• EXERCISE GOAL:
Exactly repeat the line that contains "Spot the hazy", then every line after it up to and including the final line.

• RAW DATA:
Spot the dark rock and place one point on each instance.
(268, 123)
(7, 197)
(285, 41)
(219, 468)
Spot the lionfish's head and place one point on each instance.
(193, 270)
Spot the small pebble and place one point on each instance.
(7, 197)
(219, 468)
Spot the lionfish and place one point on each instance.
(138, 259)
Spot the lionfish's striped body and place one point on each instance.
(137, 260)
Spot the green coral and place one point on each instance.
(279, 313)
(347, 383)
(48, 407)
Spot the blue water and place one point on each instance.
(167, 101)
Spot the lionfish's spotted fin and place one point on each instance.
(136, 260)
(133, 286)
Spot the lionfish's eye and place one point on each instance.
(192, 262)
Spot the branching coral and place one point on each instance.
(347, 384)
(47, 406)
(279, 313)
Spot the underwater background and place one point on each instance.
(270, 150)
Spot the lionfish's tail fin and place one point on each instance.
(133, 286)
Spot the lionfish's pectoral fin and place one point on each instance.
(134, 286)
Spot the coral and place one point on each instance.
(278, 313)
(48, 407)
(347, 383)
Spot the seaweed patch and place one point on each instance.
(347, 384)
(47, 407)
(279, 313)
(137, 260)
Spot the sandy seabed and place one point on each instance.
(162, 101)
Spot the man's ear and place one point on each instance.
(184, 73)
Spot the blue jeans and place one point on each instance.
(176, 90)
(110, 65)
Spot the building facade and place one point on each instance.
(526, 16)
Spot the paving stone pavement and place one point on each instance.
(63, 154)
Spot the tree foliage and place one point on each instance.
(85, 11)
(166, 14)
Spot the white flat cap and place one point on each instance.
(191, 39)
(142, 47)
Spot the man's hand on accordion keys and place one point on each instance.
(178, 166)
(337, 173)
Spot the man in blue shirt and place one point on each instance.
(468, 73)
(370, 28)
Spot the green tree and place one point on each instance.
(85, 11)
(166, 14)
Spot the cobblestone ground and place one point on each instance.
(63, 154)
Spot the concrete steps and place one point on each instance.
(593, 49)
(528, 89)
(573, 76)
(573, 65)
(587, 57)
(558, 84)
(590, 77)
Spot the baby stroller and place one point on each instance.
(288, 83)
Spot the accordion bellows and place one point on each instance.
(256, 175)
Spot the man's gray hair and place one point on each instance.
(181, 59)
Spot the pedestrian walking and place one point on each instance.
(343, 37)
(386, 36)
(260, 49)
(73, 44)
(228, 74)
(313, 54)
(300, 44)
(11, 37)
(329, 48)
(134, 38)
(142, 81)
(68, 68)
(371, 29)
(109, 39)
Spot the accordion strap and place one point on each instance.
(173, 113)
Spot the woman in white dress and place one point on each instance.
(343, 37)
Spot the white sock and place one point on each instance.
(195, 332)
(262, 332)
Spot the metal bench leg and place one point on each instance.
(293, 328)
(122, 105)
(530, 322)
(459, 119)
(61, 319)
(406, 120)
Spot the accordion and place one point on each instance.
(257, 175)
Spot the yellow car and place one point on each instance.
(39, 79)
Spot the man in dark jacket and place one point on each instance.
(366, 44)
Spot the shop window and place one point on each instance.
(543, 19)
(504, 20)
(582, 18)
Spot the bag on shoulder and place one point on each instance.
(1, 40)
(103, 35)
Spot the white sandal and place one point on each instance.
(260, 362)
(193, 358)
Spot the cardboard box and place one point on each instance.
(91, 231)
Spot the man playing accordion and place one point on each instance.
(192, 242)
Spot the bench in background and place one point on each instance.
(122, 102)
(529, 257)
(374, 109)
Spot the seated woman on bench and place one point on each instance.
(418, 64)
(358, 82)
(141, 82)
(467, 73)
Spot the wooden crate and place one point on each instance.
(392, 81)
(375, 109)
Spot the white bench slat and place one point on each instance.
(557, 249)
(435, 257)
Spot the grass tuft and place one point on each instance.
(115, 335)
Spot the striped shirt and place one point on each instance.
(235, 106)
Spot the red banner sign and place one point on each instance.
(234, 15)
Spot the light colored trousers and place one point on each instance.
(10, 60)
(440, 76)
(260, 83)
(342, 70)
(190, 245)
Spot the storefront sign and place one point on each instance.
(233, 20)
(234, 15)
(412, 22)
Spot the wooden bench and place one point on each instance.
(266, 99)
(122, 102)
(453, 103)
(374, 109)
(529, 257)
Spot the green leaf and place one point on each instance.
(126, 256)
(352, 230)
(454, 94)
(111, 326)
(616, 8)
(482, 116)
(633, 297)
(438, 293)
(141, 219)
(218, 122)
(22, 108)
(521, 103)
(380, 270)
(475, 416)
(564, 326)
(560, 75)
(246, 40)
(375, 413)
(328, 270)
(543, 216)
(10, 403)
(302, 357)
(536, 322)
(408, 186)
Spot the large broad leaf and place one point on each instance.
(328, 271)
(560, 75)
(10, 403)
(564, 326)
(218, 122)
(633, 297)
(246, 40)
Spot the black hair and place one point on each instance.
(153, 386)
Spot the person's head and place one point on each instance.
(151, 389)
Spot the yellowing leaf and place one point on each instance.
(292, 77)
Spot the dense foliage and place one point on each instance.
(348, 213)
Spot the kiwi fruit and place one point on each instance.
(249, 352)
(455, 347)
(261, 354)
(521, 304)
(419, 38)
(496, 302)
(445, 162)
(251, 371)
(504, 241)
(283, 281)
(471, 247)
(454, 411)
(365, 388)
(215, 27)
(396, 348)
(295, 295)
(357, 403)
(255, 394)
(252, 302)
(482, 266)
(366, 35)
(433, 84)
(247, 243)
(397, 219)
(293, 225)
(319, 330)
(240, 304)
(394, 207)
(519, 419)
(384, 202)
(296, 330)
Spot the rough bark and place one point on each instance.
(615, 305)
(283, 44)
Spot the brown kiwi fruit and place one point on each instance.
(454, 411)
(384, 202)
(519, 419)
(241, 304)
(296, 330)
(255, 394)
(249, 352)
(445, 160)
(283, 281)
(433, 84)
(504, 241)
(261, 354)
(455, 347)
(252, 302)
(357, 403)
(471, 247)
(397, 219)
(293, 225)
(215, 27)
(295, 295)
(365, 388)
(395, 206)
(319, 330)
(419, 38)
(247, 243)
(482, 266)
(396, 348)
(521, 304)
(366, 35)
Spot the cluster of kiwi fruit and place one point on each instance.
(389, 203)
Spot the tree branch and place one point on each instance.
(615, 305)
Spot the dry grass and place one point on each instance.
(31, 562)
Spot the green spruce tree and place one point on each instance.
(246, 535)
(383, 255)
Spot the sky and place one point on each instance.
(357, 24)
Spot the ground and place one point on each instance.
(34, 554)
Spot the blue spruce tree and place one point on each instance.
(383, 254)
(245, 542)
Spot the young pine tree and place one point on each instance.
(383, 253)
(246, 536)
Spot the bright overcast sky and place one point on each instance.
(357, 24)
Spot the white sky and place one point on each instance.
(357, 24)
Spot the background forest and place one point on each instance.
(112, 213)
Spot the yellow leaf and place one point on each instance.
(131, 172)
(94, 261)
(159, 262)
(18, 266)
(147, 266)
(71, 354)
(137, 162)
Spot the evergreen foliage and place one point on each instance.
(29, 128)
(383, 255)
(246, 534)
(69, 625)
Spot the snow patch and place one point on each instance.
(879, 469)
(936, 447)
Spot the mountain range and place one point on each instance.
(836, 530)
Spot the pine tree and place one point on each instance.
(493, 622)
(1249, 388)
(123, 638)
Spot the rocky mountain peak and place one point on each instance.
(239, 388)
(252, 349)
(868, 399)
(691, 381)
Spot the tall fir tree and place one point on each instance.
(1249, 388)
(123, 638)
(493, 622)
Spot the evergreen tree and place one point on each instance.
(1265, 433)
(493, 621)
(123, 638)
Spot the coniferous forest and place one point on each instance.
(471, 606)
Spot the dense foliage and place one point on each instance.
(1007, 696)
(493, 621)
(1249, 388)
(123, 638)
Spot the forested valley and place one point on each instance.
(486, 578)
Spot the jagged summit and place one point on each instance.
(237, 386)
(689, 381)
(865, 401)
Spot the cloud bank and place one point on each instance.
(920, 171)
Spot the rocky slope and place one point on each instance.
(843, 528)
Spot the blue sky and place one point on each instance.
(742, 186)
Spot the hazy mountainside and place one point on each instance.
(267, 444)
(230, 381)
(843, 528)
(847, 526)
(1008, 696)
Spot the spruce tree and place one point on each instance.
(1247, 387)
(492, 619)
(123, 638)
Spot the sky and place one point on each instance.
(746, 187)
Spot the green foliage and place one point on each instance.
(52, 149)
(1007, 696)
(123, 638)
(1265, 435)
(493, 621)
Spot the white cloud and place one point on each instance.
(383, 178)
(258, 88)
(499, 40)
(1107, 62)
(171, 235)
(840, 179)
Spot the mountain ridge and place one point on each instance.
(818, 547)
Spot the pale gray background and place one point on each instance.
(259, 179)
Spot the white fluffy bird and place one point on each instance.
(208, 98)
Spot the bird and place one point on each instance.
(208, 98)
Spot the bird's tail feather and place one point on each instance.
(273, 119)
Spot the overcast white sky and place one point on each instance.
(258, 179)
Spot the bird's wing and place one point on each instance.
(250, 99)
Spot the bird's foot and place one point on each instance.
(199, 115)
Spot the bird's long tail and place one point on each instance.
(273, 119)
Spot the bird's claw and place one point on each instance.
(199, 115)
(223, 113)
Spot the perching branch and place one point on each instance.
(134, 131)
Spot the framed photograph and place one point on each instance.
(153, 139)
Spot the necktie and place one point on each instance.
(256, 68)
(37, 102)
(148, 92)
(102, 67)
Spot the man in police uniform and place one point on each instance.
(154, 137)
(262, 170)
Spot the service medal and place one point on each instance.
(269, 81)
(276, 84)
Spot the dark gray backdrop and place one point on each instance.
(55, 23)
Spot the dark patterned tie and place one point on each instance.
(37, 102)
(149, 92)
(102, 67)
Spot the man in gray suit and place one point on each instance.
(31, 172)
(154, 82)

• WRITTEN RESPONSE:
Spot the hazy mountainside and place one point on each instance.
(267, 444)
(230, 381)
(843, 528)
(847, 526)
(1008, 696)
Spot the spruce tree and place one point on each instance.
(1247, 387)
(492, 619)
(123, 638)
Spot the sky and place one point on each instance.
(746, 187)
Spot the green foliage and place one point on each instance.
(52, 149)
(1007, 696)
(123, 638)
(1265, 435)
(493, 621)
Spot the white cloud and place one point on each instance.
(383, 178)
(258, 88)
(499, 40)
(1107, 62)
(171, 235)
(840, 179)
Spot the mountain ridge and place one point on each instance.
(818, 547)
Spot the pale gray background and place one point on each instance.
(259, 179)
Spot the white fluffy bird and place one point on each instance.
(208, 98)
Spot the bird and place one point on each instance.
(208, 98)
Spot the bird's tail feather and place one point on each instance.
(273, 119)
Spot the overcast white sky and place one point on each instance.
(258, 179)
Spot the bird's wing and place one point on each instance.
(250, 99)
Spot the bird's foot and place one point on each instance.
(199, 115)
Spot the bird's long tail and place one point on each instance.
(273, 119)
Spot the bird's claw and place one point on each instance.
(199, 115)
(223, 113)
Spot the perching branch and place one point on each instance.
(134, 131)
Spot the framed photograph and place one point on each instance.
(153, 139)
Spot the necktie and place one point on each instance.
(256, 68)
(37, 102)
(148, 92)
(102, 67)
Spot the man in police uniform and place one point on each instance.
(154, 137)
(262, 170)
Spot the service medal and place one point on each instance.
(269, 81)
(276, 84)
Spot the dark gray backdrop and place one point on each instance.
(55, 23)
Spot the dark patterned tie and place one point on each instance.
(37, 102)
(149, 92)
(102, 67)
Spot the man in gray suit and place one point on each instance.
(31, 172)
(154, 82)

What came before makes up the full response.